[Do this]
Pick out each line of the records that contains the string "white", treating uppercase and lowercase as different, and copy those lines.

[Provided information]
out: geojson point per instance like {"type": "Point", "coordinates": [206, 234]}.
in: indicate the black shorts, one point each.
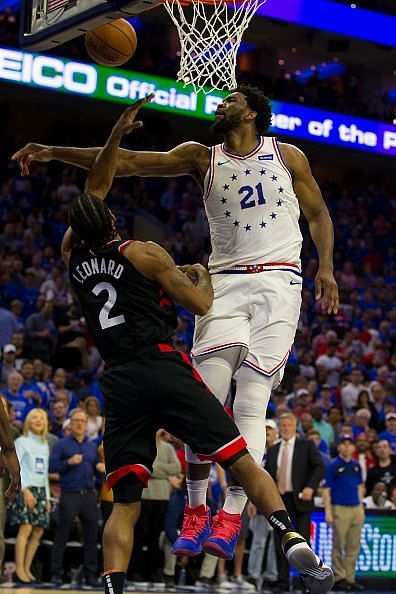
{"type": "Point", "coordinates": [161, 390]}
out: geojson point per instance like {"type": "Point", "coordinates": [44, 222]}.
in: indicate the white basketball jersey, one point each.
{"type": "Point", "coordinates": [251, 207]}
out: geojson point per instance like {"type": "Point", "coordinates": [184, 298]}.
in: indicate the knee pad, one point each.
{"type": "Point", "coordinates": [253, 392]}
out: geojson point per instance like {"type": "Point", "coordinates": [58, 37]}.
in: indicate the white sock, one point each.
{"type": "Point", "coordinates": [235, 500]}
{"type": "Point", "coordinates": [197, 492]}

[Complete output]
in: indicate the white basketball jersey, one point each.
in: indicate the white sock, one point each.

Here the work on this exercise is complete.